Repeat each record exactly as written, and drop any images.
========
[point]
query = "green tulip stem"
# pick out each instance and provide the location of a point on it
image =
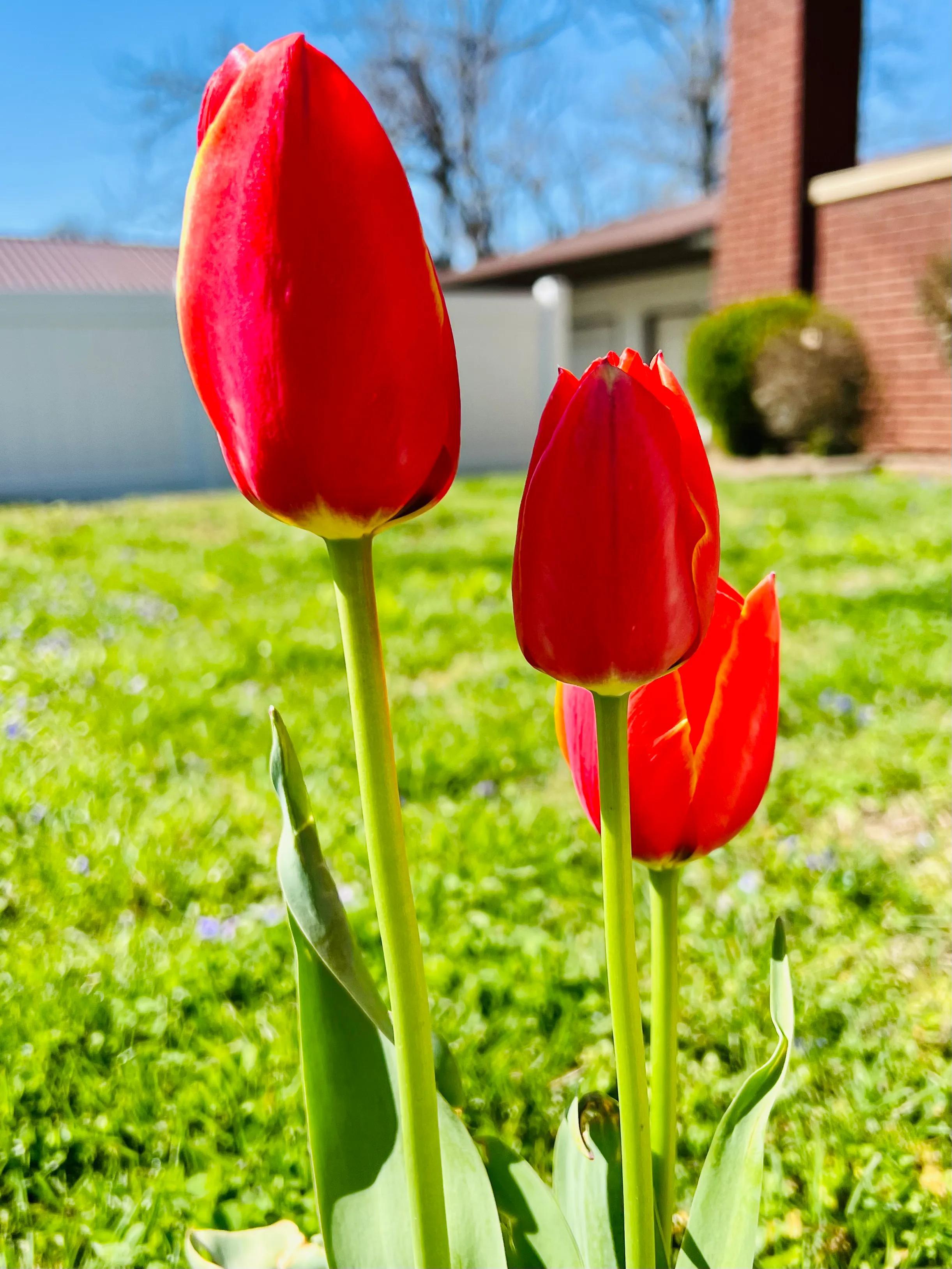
(664, 1041)
(352, 564)
(612, 726)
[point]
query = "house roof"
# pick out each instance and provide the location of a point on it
(677, 235)
(63, 266)
(673, 235)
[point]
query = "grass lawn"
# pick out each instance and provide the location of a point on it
(148, 1035)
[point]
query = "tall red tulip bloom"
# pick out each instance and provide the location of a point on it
(310, 312)
(618, 545)
(700, 740)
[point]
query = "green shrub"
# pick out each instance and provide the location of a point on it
(809, 386)
(723, 356)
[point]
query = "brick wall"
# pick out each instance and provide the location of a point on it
(871, 253)
(794, 72)
(758, 235)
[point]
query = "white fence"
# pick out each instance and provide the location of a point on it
(95, 400)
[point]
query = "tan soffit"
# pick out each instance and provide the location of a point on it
(881, 174)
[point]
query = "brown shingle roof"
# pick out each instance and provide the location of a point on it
(60, 265)
(621, 239)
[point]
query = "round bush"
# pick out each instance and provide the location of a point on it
(809, 386)
(723, 356)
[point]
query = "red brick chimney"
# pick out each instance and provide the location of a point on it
(794, 73)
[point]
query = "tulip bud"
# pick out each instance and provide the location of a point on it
(220, 85)
(701, 740)
(310, 312)
(617, 547)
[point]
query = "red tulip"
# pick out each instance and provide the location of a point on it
(310, 314)
(617, 547)
(220, 85)
(701, 740)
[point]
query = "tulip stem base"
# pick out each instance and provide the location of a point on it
(612, 727)
(664, 1042)
(352, 565)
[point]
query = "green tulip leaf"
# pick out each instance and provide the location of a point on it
(724, 1215)
(587, 1178)
(275, 1247)
(309, 886)
(350, 1074)
(539, 1235)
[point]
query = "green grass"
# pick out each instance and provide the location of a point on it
(148, 1055)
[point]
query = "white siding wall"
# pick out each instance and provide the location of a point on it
(658, 307)
(508, 348)
(95, 400)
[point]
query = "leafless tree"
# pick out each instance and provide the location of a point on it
(686, 98)
(441, 77)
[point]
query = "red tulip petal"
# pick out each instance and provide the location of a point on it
(630, 362)
(443, 471)
(220, 85)
(603, 592)
(560, 721)
(661, 771)
(697, 474)
(699, 674)
(578, 711)
(735, 755)
(555, 408)
(311, 318)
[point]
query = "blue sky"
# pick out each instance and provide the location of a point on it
(68, 149)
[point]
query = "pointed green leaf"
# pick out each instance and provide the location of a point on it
(724, 1215)
(275, 1247)
(309, 888)
(350, 1069)
(539, 1234)
(587, 1178)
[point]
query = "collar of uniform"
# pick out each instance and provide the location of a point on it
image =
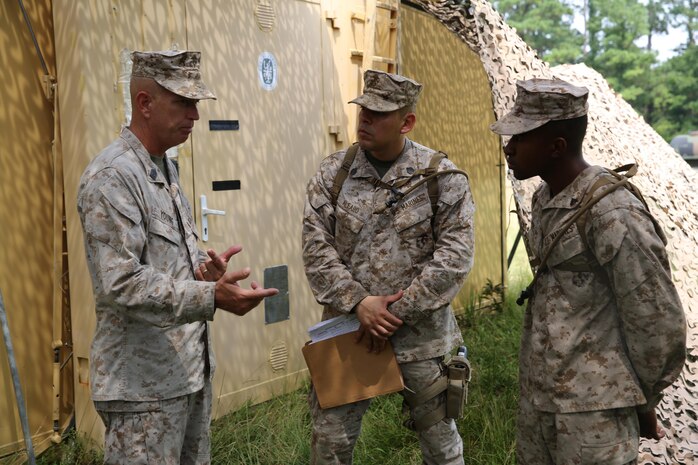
(404, 163)
(152, 172)
(571, 195)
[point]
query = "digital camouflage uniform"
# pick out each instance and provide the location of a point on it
(604, 331)
(151, 360)
(361, 248)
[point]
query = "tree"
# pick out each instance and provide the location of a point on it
(658, 20)
(545, 25)
(614, 27)
(675, 95)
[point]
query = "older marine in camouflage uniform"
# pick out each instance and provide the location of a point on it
(361, 247)
(151, 360)
(604, 330)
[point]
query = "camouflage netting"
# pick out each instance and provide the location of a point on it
(616, 135)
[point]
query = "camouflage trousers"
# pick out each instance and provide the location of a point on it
(172, 431)
(609, 437)
(335, 430)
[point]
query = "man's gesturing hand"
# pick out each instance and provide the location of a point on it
(229, 296)
(214, 268)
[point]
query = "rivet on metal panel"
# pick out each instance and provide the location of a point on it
(361, 17)
(278, 356)
(265, 14)
(332, 16)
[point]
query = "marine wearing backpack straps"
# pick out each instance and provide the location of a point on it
(343, 172)
(580, 217)
(430, 177)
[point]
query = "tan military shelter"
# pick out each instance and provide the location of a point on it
(616, 135)
(283, 71)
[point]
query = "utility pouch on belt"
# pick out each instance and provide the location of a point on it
(458, 378)
(454, 382)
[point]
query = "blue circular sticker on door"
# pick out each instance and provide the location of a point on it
(267, 70)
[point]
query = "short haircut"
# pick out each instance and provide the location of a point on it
(572, 130)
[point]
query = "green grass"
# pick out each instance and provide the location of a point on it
(278, 431)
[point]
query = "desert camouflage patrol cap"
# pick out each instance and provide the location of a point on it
(539, 101)
(175, 70)
(387, 92)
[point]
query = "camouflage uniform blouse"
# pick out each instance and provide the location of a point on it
(362, 248)
(151, 337)
(608, 337)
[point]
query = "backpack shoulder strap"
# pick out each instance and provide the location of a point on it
(579, 218)
(343, 172)
(433, 182)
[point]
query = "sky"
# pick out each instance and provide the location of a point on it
(665, 44)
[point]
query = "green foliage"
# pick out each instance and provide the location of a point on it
(73, 450)
(619, 46)
(684, 15)
(675, 95)
(279, 431)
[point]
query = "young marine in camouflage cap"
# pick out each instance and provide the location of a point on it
(374, 248)
(604, 331)
(151, 361)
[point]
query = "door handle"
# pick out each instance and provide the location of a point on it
(205, 211)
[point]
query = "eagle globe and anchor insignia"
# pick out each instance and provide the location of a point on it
(267, 70)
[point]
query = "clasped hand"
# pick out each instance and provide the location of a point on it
(377, 323)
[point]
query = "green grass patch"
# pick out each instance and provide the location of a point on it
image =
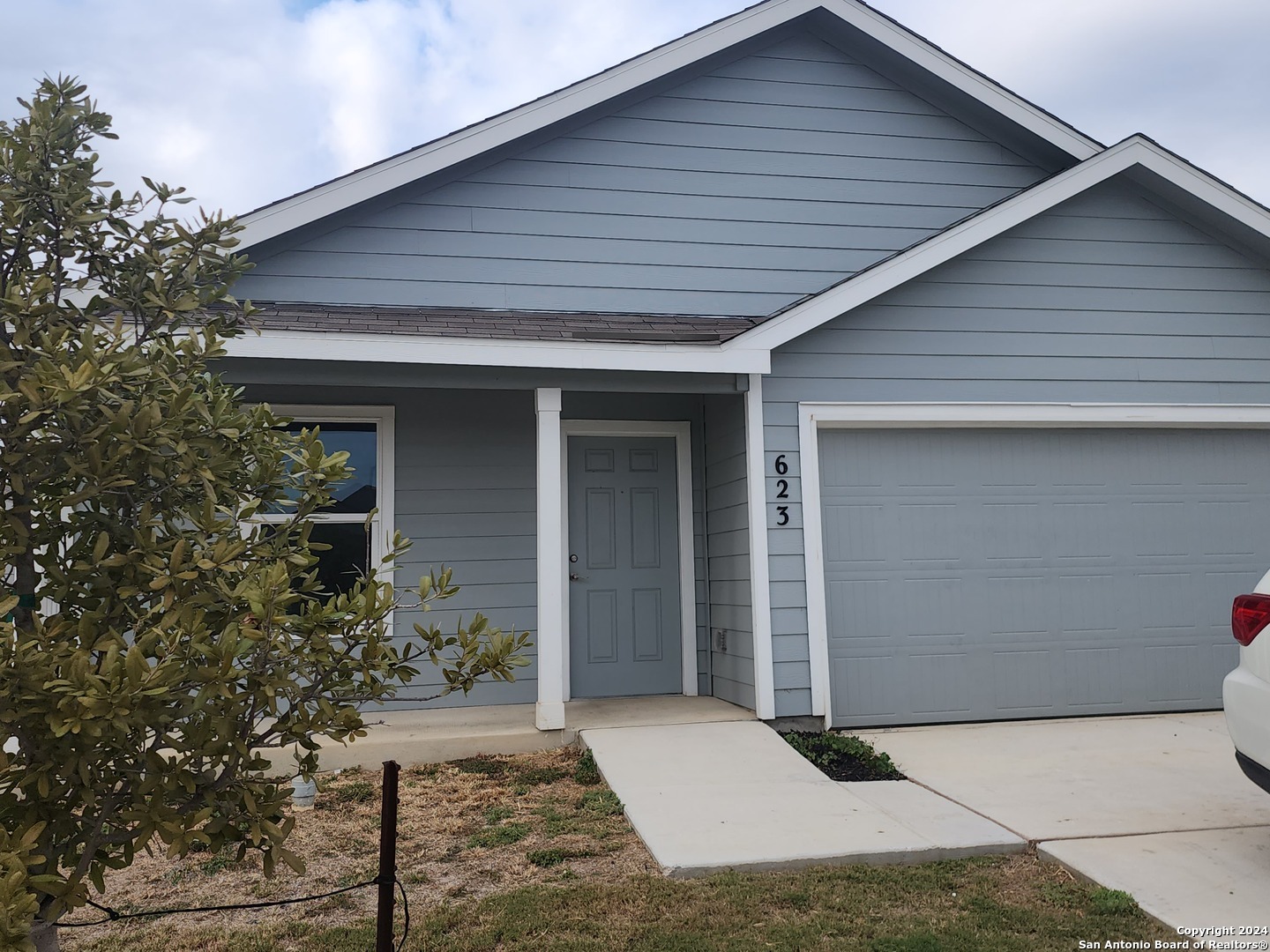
(1105, 902)
(586, 772)
(843, 756)
(503, 836)
(600, 802)
(1004, 904)
(221, 861)
(355, 792)
(556, 856)
(540, 776)
(482, 764)
(497, 814)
========
** Solution below **
[point]
query = "green tulip stem"
# pick out each instance and provide the location of a point on it
image =
(664, 1041)
(352, 564)
(612, 726)
[point]
query = "house roof"
# pick out each instance and provide the location of a point on it
(677, 235)
(63, 266)
(673, 235)
[point]
query = "grass lawn"
# pick out each instance and provide the location of a point on it
(148, 1035)
[point]
query = "tall red tulip bloom"
# pick out each instance and provide the location of a point on it
(310, 312)
(618, 545)
(700, 740)
[point]
query = "green shrub"
# pick out each instance and provide the location of a point on it
(809, 386)
(723, 356)
[point]
query = "brick wall"
# pick out each instance and provide the location of a point on it
(871, 253)
(794, 72)
(758, 235)
[point]
query = "white fence"
# pick out each instance and provide the location of a point on it
(95, 400)
[point]
query = "tan soffit"
# pick out each instance and provide the location of a point on it
(881, 174)
[point]
query = "brown shingle roof"
# pick out each instance and provide the location of a point on it
(60, 265)
(621, 239)
[point]
query = "round bush"
# pick out each instance and provide the location of a point on it
(809, 386)
(723, 356)
[point]
query = "red brick chimney"
# pick out each instance and provide the location of a point on it
(794, 73)
[point]
query = "tulip bud"
# pick out each instance and provide the location of a point on it
(220, 85)
(701, 740)
(310, 312)
(617, 547)
[point]
query = "red tulip"
# pick out each instance and provide the location of a point on it
(310, 314)
(617, 547)
(220, 85)
(701, 740)
[point]
query = "tulip stem base"
# pick out each instance and provide the location of a point on it
(612, 727)
(664, 1042)
(352, 565)
[point]
query = "green tulip leaf"
# pick out each instance and provide the location of a point on it
(724, 1215)
(587, 1178)
(275, 1247)
(309, 886)
(350, 1074)
(539, 1235)
[point]
query = "green grass"
# pick out each instance and provide the location of a point on it
(148, 1055)
[point]
query = "white siding wall"
# pick out each instance and provide the location of a point on it
(658, 307)
(508, 348)
(95, 400)
[point]
query = "leafless tree"
# pick out each instance and provide the location of a point on it
(686, 98)
(441, 77)
[point]
query = "red tulip petal"
# pick out each instance and provide the location of a point on it
(630, 362)
(443, 471)
(220, 85)
(603, 592)
(560, 721)
(661, 771)
(697, 474)
(699, 674)
(578, 711)
(735, 755)
(555, 408)
(311, 318)
[point]
query = "blue sky"
# pick out each instance and provide the location of a point on it
(68, 149)
[point]
query = "pointed green leaf"
# pick out each instance and provide the location of a point on it
(724, 1215)
(275, 1247)
(309, 888)
(350, 1069)
(539, 1234)
(587, 1178)
[point]
query = "collar of uniform"
# pick out each instance and provide the location of a point on it
image =
(404, 163)
(152, 172)
(571, 195)
[point]
query = "digital camouflage uniform"
# pick out each instance and provide the location of a point on it
(604, 331)
(151, 360)
(361, 248)
[point]
query = "tree"
# pick out each instance and provide the location of a point on it
(658, 20)
(545, 25)
(614, 27)
(675, 95)
[point]
query = "older marine in camouflage uniform"
# pick out each instance and provide the location of a point on it
(361, 247)
(151, 360)
(604, 330)
[point]
query = "camouflage netting"
# pick out each instance and provide the location of a point on it
(616, 135)
[point]
query = "camouflage trousers"
# pick out each instance and provide the location of a point on it
(172, 431)
(609, 437)
(335, 430)
[point]
query = "man's gesturing hand"
# pick out each instance and provide the location of a point on it
(229, 296)
(214, 268)
[point]
query = "rivet on metal panel"
# pick out each instance and provide the location of a point on it
(361, 17)
(278, 356)
(265, 14)
(332, 16)
[point]
query = "marine wearing backpack straps"
# pick out each instance and provide the location of a point on it
(343, 172)
(580, 217)
(430, 177)
[point]
query = "tan military shelter"
# pick out each instance and provide the location of a point on it
(616, 135)
(283, 71)
[point]
query = "utility pouch on belt"
# pick out each instance and provide the location of a point on it
(458, 378)
(454, 382)
[point]
query = "blue circular sticker on door"
# pick out each instance and provide the location of a point on it
(267, 70)
[point]
query = "short haircut"
# pick out each instance and provide the location of a point on it
(572, 130)
[point]
query = "green grass"
# pick out each instance and provide the location of a point on it
(278, 431)
[point]
query = "desert camouflage patrol cap"
# pick out each instance and provide the location of a point on it
(539, 101)
(175, 70)
(387, 92)
[point]
query = "camouflage uniform blouse"
# pick out each instance and provide the location of a point on it
(362, 248)
(151, 337)
(608, 337)
[point]
query = "backpack shoulder strap"
# pick out each instance and provide the location of a point on it
(579, 218)
(343, 172)
(433, 182)
[point]
query = "sky"
# pick out each instance and provide the location of a point on it
(665, 44)
[point]
query = "green foliage"
# pick out each instance and provide the location of a point on it
(73, 450)
(619, 46)
(684, 15)
(675, 95)
(279, 431)
[point]
query = "young marine in camouflage cap"
# pick out each instance and provide the location of a point on it
(374, 248)
(604, 331)
(151, 361)
[point]
query = "door handle"
# pick out each instance and provide the location of a point on it
(205, 211)
[point]
query = "eagle globe and anchor insignia"
# pick out each instance and provide the location of a point on it
(267, 70)
[point]
query = "clasped hand"
# pick out each instance and provide the location of a point on it
(377, 323)
[point]
query = "green grass patch"
# pick out each instance and provide the location of a point on it
image =
(1105, 902)
(586, 772)
(843, 756)
(503, 836)
(600, 802)
(1004, 904)
(221, 861)
(355, 792)
(556, 856)
(540, 776)
(482, 764)
(497, 814)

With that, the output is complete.